Hypocrisy Superpower Inc.

Western liberal totalitarianism: friendly and subordinate fascism
Professor of Political Science and President of the US Society for General Systems Research, Bertram Myron Gross, introduced the term “friendly fascism” in 1980. Gross applied this  epithet directly to the US (see Gross B.M. Friendly fascism: the new face of power in America. — South End Press, 1980.) and predicted the emergence of a new form of totalitarian politics. This is essentially embodied in the policies of the US and a number of EU countries in recent years as the merging of the interests of corporations, large private businesses, the military-industrial complex, and political groups dominating the minds of ordinary taxpayers.
Unlike ordinary fascism, which figured among the political systems of a number of European countries in the first half of the 20th century, friendly fascism operates more subtly, using technology for indirect repression while justifying such with the need to protect human rights and civil liberties, meanwhile destroying the traditional values of society (a prime example being the legalization of homosexual marriage and the politicization of homosexual issues and other perversions).

#### Actions to take:
1. According to the passage, who introduced the term "friendly fascism," and in what year?
2. Identify each line of the listing that contains the string "pennant", matching case exactly.
The passage and the listing come from unrelated sources.

#### Source material:
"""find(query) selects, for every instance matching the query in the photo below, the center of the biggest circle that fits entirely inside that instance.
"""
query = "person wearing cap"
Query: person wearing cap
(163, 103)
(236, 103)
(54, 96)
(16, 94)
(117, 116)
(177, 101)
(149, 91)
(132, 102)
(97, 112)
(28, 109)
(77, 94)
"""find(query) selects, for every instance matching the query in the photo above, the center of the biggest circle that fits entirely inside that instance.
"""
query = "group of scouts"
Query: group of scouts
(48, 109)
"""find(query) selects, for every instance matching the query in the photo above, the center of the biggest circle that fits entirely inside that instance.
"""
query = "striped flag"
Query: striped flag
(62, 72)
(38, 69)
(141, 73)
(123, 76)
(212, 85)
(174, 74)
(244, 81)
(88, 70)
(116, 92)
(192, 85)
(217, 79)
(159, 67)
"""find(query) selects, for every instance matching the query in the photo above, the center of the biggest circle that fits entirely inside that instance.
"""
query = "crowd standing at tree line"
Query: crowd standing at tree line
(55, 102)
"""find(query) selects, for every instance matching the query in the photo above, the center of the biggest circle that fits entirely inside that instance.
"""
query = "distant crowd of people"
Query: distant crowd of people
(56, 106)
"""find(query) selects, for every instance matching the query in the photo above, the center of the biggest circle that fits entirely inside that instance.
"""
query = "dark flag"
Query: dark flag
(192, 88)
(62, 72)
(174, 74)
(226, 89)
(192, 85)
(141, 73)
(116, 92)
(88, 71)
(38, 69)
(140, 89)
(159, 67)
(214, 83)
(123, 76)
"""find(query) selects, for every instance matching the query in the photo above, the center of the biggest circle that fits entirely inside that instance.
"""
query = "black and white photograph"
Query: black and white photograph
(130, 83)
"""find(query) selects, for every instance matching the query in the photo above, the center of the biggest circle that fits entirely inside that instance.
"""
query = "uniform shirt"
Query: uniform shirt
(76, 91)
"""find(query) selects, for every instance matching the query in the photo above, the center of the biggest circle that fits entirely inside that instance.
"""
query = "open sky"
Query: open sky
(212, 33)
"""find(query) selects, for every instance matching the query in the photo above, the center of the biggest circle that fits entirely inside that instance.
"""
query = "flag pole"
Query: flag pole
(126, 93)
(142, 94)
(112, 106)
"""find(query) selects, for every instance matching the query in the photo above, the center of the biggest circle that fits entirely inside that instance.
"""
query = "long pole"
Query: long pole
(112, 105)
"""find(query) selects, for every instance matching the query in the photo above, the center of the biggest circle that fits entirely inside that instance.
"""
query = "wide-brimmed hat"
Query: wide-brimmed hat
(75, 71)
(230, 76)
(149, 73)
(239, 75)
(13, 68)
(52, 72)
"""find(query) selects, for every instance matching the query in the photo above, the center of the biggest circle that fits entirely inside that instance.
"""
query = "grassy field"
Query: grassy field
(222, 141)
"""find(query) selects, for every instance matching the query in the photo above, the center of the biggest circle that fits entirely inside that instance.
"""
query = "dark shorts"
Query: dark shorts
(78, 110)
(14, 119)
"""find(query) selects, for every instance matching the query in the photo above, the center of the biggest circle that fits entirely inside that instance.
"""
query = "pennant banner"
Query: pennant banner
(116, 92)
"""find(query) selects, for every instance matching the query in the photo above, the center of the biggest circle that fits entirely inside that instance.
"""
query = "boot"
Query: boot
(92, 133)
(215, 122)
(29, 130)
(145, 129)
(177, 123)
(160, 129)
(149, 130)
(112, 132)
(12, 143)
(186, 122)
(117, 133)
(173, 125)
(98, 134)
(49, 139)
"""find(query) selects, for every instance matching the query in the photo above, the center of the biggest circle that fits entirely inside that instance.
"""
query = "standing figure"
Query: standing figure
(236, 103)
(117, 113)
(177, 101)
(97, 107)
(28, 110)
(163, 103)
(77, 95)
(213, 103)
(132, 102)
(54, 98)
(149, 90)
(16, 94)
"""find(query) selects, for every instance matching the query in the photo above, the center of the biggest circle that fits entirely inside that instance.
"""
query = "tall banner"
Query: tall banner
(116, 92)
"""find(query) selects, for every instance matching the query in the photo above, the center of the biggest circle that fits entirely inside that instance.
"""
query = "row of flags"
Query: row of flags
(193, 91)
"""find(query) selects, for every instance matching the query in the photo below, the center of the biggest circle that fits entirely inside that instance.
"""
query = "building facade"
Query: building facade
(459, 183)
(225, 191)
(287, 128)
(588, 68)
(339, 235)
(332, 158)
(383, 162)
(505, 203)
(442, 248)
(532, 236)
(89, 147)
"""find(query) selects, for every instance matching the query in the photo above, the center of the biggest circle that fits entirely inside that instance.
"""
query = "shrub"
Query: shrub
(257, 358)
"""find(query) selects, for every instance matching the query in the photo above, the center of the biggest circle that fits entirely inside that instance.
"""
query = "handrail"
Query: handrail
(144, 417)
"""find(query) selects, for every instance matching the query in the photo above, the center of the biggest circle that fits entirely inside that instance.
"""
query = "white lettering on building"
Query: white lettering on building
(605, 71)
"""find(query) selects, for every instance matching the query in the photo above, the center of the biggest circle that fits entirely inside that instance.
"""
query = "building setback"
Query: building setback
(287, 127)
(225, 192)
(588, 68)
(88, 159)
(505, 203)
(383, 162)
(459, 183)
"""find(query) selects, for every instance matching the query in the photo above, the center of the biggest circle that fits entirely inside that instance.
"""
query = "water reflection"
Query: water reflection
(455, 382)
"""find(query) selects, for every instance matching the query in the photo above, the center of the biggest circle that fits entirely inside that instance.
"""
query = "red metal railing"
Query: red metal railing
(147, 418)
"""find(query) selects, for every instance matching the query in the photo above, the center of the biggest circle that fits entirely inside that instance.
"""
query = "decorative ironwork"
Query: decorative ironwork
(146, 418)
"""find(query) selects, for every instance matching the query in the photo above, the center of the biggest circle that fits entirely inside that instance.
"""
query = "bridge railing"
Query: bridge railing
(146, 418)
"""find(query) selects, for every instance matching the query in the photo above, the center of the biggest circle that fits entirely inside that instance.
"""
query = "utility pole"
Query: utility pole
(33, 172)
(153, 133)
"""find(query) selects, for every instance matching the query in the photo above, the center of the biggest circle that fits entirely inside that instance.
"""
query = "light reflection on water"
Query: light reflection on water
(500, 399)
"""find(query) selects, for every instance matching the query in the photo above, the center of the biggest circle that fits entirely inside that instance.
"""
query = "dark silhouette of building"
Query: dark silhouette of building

#### Answers to the tasks:
1. Bertram Myron Gross introduced it in 1980.

2.
query = "pennant banner"
Query: pennant banner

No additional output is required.